Passage du texte —
——————————
Activisme diplomatique et relative absence militaire

Le nouveau poste de secrétaire d’État aux Affaires africaines du royaume a été dévolu début 2018 à l’ex-ambassadeur en Égypte Ahmed Abdul Aziz Kattan[3], désormais chargé de coordonner les efforts diplomatiques saoudiens sur le continent. Depuis début 2018, Kattan a accueilli un grand nombre de ministres et présidents africains à Riyad et a effectué des séjours très réguliers sur le continent. Il a contribué à l’accord de paix entre l’Éthiopie et l’Érythrée. La liste de ses interlocuteurs est un indice des priorités géographiques actuelles de l’Arabie Saoudite en Afrique : le Sahel et la Corne. Kattan s’est rendu en Mauritanie pour assister à une réunion du G5 Sahel. Le secrétaire d’État a ensuite séjourné en Algérie avec le prince héritier Mohammed ben Salmane Al-Saoud (MBS) en décembre 2018 afin d’échanger notamment sur la situation du Sahel.

Kattan a continué à suivre de près ces deux dossiers sur lesquels la France, dans le cas du G5 Sahel[4], et les Émirats arabes unis (EAU), pour la Corne, ont besoin des fonds et/ou de l’influence politique de l’Arabie Saoudite. En 2019, le dossier soudanais s’est peu à peu imposé comme une priorité. Les manifestations emportant en avril 2019 le président Omar el-Béchir, au pouvoir depuis trente ans, l’Arabie et son allié émirati ont tenté d’influencer la transition avec l’aide du numéro deux de l’organe autoproclamé en charge de la transition, le Transition Military Council (TMC), Mohamed Hamdan Daglo dit Hemiti[5]. Ce dernier s’est ainsi déplacé à plusieurs reprises en Arabie notamment pour effectuer le hadj en juillet 2019. Il en a profité pour obtenir des garanties de Riyad quant à son soutien politique. De même, après la formation du gouvernement civil en août 2019 au Soudan, Abdel Fattah Al-Burhan, l’ex-patron du TMC et le Premier ministre Abdallah Hamdok choisi par l’Alliance pour la liberté et le changement (groupe de la société civile ayant fait tomber Béchir) se sont rendus début octobre à Riyad.
——————————
Consignes —
**A)** Reproduisez à l'identique le passage du texte sur la diplomatie saoudienne en Afrique qui commence aux mots « Le nouveau poste » et s'arrête après « situation du Sahel. ».
**B)** Sélectionnez chaque ligne des enregistrements qui contient la chaîne « ridge ». La casse compte.
——————————
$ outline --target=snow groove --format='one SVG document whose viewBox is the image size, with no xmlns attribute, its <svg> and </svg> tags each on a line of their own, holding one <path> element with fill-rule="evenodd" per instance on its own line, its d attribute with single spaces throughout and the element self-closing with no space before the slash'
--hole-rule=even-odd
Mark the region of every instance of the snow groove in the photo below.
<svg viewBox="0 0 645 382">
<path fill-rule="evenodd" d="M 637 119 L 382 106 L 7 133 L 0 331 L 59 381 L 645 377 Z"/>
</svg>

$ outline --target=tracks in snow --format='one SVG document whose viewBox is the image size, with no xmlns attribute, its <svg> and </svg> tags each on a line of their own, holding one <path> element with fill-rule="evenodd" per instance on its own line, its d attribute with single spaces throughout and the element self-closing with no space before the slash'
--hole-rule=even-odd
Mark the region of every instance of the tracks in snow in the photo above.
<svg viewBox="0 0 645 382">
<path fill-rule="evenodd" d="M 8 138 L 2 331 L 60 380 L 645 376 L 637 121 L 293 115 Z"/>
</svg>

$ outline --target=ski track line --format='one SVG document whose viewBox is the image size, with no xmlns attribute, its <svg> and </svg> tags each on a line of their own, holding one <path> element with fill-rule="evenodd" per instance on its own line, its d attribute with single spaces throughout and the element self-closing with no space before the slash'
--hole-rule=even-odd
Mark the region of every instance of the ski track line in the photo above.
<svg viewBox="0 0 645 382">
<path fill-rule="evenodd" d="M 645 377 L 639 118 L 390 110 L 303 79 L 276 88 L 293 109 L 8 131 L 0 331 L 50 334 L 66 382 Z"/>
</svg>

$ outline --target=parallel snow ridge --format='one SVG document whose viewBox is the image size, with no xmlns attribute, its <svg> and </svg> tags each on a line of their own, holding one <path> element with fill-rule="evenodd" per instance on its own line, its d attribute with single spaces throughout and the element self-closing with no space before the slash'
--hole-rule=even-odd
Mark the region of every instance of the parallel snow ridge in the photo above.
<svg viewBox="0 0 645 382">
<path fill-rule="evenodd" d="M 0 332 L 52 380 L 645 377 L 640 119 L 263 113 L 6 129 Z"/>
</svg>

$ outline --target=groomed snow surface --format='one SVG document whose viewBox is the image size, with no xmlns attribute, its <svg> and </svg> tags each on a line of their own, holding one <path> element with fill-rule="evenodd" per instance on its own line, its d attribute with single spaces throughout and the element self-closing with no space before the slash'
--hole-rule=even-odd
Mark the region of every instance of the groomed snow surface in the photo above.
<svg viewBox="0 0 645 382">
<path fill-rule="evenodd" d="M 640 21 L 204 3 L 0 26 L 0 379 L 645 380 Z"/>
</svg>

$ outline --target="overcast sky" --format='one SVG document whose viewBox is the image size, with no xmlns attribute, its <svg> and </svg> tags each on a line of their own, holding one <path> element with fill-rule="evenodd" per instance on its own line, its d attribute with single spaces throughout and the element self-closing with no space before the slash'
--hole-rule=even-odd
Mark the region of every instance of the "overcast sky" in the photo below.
——————————
Réponses aux consignes —
**A)**
Le nouveau poste de secrétaire d’État aux Affaires africaines du royaume a été dévolu début 2018 à l’ex-ambassadeur en Égypte Ahmed Abdul Aziz Kattan[3], désormais chargé de coordonner les efforts diplomatiques saoudiens sur le continent. Depuis début 2018, Kattan a accueilli un grand nombre de ministres et présidents africains à Riyad et a effectué des séjours très réguliers sur le continent. Il a contribué à l’accord de paix entre l’Éthiopie et l’Érythrée. La liste de ses interlocuteurs est un indice des priorités géographiques actuelles de l’Arabie Saoudite en Afrique : le Sahel et la Corne. Kattan s’est rendu en Mauritanie pour assister à une réunion du G5 Sahel. Le secrétaire d’État a ensuite séjourné en Algérie avec le prince héritier Mohammed ben Salmane Al-Saoud (MBS) en décembre 2018 afin d’échanger notamment sur la situation du Sahel.

**B)**
$ outline --target=parallel snow ridge --format='one SVG document whose viewBox is the image size, with no xmlns attribute, its <svg> and </svg> tags each on a line of their own, holding one <path> element with fill-rule="evenodd" per instance on its own line, its d attribute with single spaces throughout and the element self-closing with no space before the slash'
Mark the region of every instance of the parallel snow ridge in the photo above.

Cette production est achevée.